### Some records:
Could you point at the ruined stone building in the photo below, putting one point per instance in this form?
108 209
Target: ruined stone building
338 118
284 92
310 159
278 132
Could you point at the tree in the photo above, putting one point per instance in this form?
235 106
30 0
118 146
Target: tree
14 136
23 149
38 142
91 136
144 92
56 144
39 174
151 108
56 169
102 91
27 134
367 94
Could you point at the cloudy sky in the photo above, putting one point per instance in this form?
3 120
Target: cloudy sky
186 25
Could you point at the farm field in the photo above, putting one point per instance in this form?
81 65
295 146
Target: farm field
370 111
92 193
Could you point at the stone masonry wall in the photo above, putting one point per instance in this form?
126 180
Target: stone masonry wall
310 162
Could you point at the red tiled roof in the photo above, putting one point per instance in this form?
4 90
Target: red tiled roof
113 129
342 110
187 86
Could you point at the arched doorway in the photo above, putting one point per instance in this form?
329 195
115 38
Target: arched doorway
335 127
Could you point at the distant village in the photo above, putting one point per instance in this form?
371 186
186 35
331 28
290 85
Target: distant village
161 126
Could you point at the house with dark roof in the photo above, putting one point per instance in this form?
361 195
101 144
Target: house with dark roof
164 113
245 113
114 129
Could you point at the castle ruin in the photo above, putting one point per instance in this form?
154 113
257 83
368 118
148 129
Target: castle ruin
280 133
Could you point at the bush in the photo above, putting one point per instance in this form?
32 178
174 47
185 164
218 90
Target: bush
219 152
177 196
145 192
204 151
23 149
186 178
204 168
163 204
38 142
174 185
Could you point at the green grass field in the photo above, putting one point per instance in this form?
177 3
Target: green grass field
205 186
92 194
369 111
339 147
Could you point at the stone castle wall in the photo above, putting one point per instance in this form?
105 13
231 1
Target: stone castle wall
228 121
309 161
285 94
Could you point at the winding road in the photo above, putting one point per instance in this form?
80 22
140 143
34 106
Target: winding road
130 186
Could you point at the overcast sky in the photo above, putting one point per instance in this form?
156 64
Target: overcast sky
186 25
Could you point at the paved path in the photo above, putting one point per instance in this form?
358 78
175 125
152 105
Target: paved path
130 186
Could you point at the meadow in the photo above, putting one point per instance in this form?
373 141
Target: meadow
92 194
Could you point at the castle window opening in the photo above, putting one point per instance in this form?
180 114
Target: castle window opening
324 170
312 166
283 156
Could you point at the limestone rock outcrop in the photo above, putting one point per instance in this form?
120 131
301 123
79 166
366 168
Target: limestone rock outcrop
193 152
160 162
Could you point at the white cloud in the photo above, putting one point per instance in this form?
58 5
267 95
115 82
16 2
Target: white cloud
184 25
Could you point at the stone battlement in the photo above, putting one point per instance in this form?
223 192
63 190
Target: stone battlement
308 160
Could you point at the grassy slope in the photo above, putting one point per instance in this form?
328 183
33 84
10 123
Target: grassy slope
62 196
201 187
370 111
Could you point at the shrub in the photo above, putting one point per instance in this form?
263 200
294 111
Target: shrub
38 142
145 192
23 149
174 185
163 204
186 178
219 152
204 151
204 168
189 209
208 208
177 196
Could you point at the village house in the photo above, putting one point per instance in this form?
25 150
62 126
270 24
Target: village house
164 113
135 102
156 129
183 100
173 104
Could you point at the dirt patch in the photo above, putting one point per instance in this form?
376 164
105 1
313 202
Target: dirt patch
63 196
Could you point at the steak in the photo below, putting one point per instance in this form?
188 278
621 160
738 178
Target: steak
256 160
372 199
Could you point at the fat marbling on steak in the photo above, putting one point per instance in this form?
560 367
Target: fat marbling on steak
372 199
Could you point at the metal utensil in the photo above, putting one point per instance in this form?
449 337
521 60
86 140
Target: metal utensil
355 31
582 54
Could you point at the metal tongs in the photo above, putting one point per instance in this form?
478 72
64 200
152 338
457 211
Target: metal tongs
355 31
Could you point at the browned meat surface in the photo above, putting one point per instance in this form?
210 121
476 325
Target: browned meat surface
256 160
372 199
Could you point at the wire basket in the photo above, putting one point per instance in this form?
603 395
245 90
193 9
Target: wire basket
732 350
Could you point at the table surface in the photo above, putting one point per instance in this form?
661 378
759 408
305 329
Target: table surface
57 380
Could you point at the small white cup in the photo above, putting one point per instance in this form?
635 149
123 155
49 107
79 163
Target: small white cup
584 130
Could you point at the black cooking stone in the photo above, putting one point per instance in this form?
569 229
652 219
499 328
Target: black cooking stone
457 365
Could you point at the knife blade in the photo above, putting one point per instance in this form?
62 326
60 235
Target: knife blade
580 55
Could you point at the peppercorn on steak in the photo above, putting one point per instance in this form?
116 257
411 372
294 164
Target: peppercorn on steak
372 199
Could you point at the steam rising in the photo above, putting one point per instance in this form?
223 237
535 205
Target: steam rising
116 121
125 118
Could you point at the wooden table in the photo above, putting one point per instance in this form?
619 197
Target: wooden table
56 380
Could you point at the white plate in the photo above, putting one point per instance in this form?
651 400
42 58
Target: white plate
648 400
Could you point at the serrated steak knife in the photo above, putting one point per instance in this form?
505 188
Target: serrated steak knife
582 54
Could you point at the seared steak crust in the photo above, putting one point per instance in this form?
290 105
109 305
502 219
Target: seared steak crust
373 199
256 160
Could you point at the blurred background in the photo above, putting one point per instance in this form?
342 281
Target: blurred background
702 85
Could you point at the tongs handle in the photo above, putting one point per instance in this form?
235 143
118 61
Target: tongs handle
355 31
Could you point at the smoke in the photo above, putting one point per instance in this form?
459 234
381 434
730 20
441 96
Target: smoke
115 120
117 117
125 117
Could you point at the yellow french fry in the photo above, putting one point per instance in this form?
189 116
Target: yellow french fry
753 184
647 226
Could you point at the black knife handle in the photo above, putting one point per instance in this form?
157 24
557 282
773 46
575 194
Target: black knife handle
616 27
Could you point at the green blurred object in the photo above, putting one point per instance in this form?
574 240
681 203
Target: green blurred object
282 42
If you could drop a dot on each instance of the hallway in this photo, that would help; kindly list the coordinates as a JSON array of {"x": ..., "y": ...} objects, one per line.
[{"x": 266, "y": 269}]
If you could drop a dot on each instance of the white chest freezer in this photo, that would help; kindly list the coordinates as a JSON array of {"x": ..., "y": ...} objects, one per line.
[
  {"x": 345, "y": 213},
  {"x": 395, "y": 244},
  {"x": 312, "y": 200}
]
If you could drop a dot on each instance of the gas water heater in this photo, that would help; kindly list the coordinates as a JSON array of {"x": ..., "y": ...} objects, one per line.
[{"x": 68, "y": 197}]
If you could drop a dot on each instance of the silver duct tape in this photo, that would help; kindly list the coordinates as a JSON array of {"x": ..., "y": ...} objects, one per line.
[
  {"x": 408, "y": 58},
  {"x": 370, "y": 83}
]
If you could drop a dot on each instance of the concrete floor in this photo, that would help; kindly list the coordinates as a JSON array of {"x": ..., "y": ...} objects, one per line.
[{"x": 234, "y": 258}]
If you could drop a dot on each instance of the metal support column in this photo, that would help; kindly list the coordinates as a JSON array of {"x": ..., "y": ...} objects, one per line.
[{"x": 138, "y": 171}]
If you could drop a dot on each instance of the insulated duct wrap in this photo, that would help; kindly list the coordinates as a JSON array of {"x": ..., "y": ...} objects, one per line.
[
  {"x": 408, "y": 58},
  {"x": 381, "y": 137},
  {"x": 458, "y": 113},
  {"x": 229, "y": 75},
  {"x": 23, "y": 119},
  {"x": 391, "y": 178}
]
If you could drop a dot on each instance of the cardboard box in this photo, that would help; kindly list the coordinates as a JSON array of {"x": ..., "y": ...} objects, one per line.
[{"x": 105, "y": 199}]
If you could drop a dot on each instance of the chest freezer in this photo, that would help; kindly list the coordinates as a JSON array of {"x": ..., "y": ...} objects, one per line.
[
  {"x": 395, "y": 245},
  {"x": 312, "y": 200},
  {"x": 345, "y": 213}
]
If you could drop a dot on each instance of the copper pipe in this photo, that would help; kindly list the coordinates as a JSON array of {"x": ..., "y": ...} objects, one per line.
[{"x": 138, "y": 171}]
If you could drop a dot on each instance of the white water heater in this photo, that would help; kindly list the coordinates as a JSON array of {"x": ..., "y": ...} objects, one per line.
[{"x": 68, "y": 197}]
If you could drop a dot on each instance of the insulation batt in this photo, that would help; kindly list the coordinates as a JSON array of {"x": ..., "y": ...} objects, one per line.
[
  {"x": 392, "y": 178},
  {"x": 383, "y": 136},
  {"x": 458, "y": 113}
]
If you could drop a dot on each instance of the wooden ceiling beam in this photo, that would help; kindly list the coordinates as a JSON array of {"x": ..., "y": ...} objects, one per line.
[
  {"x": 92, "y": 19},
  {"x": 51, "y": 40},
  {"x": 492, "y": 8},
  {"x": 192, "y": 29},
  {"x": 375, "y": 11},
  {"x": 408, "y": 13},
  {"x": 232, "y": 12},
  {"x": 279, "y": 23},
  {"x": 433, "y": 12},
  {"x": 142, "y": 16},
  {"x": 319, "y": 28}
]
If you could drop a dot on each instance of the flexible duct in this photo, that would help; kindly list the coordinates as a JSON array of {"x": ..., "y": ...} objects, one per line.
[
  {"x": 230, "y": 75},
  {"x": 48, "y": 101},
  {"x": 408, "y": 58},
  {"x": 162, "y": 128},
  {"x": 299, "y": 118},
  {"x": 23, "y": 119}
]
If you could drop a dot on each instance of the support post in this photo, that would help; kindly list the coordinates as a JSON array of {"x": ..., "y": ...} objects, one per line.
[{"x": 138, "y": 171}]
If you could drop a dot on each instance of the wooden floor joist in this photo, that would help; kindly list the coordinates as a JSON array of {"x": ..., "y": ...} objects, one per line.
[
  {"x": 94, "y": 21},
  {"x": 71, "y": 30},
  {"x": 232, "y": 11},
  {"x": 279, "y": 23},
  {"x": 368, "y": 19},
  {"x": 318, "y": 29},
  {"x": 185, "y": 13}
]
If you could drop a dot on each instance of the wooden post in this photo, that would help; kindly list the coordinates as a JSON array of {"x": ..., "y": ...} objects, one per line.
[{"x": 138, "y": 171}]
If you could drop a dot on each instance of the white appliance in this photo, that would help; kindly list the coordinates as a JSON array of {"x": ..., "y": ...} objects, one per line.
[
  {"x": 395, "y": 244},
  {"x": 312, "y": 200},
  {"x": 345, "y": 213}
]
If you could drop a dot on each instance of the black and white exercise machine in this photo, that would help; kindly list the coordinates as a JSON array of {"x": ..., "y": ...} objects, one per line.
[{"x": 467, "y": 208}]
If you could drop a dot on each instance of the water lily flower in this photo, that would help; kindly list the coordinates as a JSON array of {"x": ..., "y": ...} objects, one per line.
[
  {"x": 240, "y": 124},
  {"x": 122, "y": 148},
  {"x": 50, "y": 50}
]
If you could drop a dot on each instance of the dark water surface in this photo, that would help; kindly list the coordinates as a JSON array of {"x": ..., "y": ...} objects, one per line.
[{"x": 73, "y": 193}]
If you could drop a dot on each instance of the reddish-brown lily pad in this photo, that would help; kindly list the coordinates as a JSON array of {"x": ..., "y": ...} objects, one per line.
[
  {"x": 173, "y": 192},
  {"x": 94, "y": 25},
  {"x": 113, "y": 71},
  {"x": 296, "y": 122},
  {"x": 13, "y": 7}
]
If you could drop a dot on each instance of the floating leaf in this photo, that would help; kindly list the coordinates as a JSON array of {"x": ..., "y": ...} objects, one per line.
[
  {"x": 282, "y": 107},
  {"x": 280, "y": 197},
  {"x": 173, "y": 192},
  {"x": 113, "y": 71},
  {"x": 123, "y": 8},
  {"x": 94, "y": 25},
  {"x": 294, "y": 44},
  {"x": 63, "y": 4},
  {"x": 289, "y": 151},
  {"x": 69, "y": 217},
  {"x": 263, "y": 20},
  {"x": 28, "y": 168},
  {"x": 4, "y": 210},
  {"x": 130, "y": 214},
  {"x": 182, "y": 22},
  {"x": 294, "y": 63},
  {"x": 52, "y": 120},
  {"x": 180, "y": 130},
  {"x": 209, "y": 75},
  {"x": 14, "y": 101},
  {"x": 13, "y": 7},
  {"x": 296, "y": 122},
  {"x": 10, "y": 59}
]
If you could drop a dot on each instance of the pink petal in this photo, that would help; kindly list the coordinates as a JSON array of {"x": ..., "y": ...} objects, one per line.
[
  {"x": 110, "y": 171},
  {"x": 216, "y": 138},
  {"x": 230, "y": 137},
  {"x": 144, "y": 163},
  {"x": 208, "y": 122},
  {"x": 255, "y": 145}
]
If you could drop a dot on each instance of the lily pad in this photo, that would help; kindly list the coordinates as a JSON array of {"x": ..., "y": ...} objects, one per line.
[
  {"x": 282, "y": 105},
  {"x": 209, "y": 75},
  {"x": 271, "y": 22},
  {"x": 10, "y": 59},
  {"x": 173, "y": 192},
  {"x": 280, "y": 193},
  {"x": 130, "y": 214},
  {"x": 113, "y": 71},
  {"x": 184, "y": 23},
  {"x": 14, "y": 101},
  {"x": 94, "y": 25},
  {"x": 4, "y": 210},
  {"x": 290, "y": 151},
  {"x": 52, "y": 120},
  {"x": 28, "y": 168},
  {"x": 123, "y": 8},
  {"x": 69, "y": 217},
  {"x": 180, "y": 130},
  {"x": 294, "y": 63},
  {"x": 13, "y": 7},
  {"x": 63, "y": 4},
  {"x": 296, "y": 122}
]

### Given request:
Reproduce nothing but the lines from the line containing "of the lily" to the last line of the data, each exactly as written.

### Completed task:
If you could drop a dot on each instance of the lily pad in this photo, that would help; kindly list the coordinates as a JSON array of {"x": ..., "y": ...} objects, one per line.
[
  {"x": 282, "y": 105},
  {"x": 209, "y": 75},
  {"x": 271, "y": 22},
  {"x": 10, "y": 59},
  {"x": 173, "y": 192},
  {"x": 280, "y": 193},
  {"x": 130, "y": 214},
  {"x": 113, "y": 71},
  {"x": 184, "y": 23},
  {"x": 14, "y": 101},
  {"x": 94, "y": 25},
  {"x": 4, "y": 210},
  {"x": 290, "y": 151},
  {"x": 52, "y": 120},
  {"x": 28, "y": 168},
  {"x": 123, "y": 8},
  {"x": 69, "y": 217},
  {"x": 180, "y": 130},
  {"x": 294, "y": 63},
  {"x": 13, "y": 7},
  {"x": 63, "y": 4},
  {"x": 296, "y": 122}
]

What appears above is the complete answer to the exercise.